A 22-year-old Dundalk woman who admitted to stealing more than $34,000 from six elderly women through a ruse was sentenced yesterday to two years in prison, with eight more suspended, under a deal in which she pleaded guilty in October in Baltimore Circuit Court.
According to prosecutors, Vaneka Powers called women in their late 60s, 70s and 80s, posing as a Medicare worker or Baltimore Gas and Electric Co. employee and telling them their benefits or utilities would be cut off if they didn't give her cash immediately. She would pick up the cash herself or send her 14-year-old sister.
One victim - a 69-year-old woman who attended yesterday's sentencing hearing, but did not speak - was bilked out of $3,000 just before she was to have a cancer operation.
"I just hope I get my money back," said the woman, who requested her name not be used because she fears retaliation. "I really need it."
The woman said she owes medical bills of more than $10,000.
"To prey on these type of victims is particularly disgusting," Judge Thomas E. Noel told the defendant, who also was given three years of probation and ordered to repay the victims.
In 1998, Powers pleaded guilty and received probation after she and her mother robbed an 89-year-old woman and stuffed a sock in her mouth. She also has a juvenile theft record, prosecutors said.
Assistant State's Attorney Isabel Mercedes Cumming, who prosecuted the case, said investigators can't be sure whether others were bilked by Powers and didn't report it.

> **Records supplied**
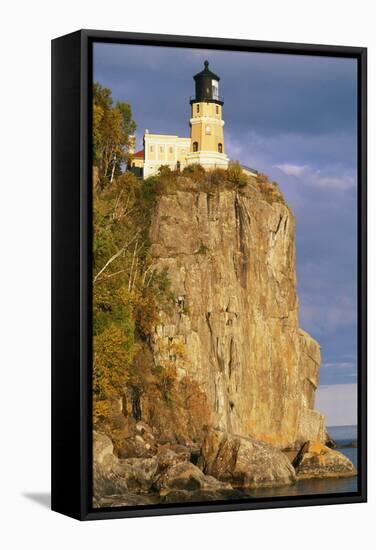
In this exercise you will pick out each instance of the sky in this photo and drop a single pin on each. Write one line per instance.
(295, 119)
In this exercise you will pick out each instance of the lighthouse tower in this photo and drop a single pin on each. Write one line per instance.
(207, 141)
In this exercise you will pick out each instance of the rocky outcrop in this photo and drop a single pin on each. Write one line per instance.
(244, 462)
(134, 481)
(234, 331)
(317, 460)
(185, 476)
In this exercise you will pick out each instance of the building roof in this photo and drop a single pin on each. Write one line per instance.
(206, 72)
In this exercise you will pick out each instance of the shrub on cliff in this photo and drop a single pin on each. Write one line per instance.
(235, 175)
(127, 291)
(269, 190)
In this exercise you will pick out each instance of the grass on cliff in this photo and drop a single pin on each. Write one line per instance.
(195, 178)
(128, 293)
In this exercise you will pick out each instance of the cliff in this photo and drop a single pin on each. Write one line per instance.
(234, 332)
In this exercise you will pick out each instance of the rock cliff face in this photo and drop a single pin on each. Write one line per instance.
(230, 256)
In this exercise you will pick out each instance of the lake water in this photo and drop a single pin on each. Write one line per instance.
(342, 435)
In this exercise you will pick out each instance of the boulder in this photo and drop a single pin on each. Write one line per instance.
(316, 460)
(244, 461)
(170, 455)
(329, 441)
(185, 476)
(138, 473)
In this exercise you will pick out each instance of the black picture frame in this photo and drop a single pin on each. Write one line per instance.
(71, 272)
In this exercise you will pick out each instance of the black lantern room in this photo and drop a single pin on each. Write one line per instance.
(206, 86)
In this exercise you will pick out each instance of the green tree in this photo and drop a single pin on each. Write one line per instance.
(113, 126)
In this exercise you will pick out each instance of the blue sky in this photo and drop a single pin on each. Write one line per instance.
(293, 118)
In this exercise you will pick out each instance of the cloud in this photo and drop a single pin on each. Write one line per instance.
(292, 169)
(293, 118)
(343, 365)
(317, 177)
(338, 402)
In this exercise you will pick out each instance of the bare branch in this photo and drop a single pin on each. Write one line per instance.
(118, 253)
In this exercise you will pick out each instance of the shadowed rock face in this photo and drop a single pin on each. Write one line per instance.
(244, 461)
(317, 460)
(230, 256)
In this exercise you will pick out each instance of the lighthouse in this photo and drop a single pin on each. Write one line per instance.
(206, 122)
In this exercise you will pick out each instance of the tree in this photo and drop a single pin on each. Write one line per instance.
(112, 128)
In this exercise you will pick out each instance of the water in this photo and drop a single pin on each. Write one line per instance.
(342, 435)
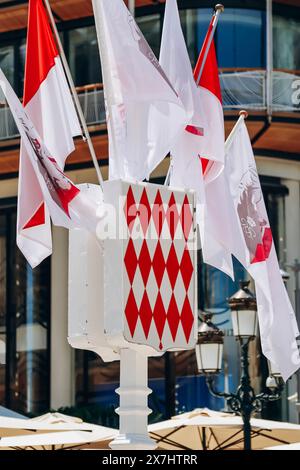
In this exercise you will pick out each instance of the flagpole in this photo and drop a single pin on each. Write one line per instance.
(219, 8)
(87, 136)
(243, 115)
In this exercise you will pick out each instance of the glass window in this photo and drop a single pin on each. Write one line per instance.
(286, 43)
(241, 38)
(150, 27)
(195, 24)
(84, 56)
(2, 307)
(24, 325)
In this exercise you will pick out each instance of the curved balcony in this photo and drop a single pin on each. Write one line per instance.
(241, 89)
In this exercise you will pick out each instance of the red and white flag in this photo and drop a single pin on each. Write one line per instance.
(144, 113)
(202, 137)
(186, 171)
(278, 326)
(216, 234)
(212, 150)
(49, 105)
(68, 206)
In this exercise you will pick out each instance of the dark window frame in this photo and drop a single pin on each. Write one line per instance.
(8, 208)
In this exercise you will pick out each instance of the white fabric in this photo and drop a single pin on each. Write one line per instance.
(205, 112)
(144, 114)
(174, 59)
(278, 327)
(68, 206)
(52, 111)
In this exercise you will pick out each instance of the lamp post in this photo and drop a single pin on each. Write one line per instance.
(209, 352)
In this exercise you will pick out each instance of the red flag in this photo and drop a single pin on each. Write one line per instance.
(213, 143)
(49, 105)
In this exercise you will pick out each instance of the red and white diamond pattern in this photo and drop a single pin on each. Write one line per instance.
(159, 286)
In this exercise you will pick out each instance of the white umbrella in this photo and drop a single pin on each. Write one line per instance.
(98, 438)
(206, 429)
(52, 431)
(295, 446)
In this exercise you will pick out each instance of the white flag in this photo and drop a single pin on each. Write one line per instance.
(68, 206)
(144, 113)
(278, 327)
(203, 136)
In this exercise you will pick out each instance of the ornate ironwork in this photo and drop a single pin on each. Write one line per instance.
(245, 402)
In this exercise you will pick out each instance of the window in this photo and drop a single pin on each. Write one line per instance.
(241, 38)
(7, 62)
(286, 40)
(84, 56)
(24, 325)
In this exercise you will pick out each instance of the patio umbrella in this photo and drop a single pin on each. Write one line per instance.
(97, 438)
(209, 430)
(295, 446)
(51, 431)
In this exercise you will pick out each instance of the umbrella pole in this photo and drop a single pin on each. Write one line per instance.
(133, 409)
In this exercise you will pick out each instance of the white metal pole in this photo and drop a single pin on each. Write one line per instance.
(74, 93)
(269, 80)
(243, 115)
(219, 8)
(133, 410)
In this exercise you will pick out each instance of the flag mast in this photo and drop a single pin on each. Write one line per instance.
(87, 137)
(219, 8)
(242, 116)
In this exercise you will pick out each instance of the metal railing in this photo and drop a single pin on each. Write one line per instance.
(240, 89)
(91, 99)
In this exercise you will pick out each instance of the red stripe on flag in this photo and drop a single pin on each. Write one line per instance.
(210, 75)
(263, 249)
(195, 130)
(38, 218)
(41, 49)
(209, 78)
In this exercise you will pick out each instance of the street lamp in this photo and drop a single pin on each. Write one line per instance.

> **Problems to solve**
**1.** Answer these questions from the sentencing article:
(a) How much money was the 69-year-old victim who attended the hearing bilked out of?
(b) Besides prison time, what two further penalties did Judge Thomas E. Noel impose on the defendant?
(c) How old was the woman Powers and her mother robbed in 1998?
**2.** Rewrite the passage of the sentencing article starting with "A 22-year-old Dundalk" and going on through "her 14-year-old sister.", substituting "Social Security" for "Medicare".
The listing above is not required for this work.

> **Outputs in order**
**1.**
(a) $3,000.
(b) Three years of probation and an order to repay the victims.
(c) 89 years old.

**2.**
A 22-year-old Dundalk woman who admitted to stealing more than $34,000 from six elderly women through a ruse was sentenced yesterday to two years in prison, with eight more suspended, under a deal in which she pleaded guilty in October in Baltimore Circuit Court.
According to prosecutors, Vaneka Powers called women in their late 60s, 70s and 80s, posing as a Social Security worker or Baltimore Gas and Electric Co. employee and telling them their benefits or utilities would be cut off if they didn't give her cash immediately. She would pick up the cash herself or send her 14-year-old sister.